**Task instructions**
Produce again, without any change, the lines running from the one with "column 332, row 125" through the final line of the data below, and only those.

(Natural language region descriptions)
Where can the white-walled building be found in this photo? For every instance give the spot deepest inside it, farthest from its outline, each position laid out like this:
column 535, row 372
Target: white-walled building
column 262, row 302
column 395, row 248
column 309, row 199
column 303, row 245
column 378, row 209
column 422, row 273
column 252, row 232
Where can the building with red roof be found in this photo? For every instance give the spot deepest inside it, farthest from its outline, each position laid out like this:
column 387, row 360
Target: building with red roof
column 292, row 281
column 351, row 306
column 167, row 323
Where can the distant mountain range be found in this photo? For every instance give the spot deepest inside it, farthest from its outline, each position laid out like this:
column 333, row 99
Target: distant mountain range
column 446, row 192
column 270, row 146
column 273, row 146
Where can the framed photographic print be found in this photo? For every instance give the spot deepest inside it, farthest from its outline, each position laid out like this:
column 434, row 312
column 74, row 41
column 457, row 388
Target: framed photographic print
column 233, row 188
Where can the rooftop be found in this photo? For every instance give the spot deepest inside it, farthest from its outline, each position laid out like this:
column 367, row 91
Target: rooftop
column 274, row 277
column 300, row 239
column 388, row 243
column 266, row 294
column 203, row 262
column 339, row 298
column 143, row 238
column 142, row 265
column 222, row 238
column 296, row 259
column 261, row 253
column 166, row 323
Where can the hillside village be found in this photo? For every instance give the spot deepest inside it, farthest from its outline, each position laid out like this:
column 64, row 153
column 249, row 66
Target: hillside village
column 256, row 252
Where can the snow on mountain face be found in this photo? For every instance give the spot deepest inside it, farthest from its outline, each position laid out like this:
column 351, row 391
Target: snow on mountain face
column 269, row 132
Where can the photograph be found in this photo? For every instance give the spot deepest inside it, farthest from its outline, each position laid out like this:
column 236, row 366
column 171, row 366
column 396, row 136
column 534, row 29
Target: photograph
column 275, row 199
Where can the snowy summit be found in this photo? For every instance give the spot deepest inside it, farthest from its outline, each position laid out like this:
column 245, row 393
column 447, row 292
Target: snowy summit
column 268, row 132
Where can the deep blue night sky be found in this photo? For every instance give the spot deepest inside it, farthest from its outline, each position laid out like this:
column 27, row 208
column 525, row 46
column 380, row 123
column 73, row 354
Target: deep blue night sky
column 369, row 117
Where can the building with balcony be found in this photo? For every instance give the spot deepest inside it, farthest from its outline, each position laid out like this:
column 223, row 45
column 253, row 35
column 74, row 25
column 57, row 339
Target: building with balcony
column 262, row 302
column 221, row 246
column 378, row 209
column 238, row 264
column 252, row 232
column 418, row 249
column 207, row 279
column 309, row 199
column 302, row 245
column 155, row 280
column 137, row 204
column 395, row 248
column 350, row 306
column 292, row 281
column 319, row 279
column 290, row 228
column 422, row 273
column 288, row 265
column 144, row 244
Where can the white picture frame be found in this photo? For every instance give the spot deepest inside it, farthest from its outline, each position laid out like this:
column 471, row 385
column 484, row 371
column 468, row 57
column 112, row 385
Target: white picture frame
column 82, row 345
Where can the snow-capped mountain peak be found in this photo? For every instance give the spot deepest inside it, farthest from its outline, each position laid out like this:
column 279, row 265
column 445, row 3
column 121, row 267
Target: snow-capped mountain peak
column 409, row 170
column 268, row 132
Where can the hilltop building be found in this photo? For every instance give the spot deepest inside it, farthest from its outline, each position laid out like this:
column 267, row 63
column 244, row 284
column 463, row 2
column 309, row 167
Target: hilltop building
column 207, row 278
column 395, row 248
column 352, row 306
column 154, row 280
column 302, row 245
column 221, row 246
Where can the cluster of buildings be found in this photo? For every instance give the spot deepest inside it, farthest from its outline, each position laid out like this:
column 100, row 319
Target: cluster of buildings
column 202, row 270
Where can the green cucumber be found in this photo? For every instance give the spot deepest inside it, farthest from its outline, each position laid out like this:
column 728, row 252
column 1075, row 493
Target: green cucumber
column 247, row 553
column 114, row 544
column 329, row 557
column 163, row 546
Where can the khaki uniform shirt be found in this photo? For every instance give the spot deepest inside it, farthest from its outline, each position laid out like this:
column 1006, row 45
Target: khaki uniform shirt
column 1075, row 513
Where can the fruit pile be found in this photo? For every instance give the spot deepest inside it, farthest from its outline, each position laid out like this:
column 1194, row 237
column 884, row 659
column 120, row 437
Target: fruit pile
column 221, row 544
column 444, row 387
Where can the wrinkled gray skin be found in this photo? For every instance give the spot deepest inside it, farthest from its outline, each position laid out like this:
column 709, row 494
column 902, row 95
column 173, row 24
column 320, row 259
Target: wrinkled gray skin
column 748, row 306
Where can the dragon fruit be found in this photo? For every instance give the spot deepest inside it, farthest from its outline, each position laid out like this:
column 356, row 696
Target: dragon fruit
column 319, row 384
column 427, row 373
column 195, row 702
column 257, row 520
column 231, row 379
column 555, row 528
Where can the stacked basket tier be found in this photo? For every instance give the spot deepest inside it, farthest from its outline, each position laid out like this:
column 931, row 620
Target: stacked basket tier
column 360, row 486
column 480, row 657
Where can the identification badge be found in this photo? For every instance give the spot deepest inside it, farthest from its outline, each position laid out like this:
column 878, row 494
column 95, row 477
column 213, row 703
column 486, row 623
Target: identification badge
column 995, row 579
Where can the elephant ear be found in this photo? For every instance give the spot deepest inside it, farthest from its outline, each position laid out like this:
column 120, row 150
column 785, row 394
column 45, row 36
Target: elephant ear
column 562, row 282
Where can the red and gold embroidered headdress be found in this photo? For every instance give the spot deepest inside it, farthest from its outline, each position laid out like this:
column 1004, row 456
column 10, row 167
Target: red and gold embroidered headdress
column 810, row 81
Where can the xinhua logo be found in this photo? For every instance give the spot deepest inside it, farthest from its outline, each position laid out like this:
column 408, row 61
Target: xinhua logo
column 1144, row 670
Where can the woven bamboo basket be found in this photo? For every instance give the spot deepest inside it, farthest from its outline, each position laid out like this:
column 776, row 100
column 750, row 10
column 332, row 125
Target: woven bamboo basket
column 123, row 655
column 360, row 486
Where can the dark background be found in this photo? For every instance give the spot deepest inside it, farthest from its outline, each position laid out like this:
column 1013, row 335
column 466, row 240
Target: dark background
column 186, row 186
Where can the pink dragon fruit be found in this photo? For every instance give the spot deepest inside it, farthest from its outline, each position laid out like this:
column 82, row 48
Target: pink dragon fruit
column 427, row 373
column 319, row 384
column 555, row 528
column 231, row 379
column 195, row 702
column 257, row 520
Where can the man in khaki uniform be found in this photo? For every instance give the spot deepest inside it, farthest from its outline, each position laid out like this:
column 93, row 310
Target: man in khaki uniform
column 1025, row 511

**Task result**
column 332, row 125
Target: woven bamboo basket
column 123, row 655
column 360, row 486
Where can the dark background be found in this photo? For every instance give the spot deepest inside it, farthest from its outline, each position laid out like this:
column 1013, row 335
column 466, row 240
Target: dark background
column 186, row 186
Where can the pink dragon fruit be found in this photo? For every instance give the spot deepest inside it, farthest from its outline, each position laid out like this:
column 82, row 48
Target: pink dragon fruit
column 427, row 373
column 319, row 384
column 555, row 528
column 231, row 379
column 195, row 702
column 257, row 520
Where can the man in khaki uniform be found in this photo? For every instance give the spot deepest inside it, farthest from its outline, each position laid out like this:
column 93, row 310
Target: man in khaki uniform
column 1025, row 511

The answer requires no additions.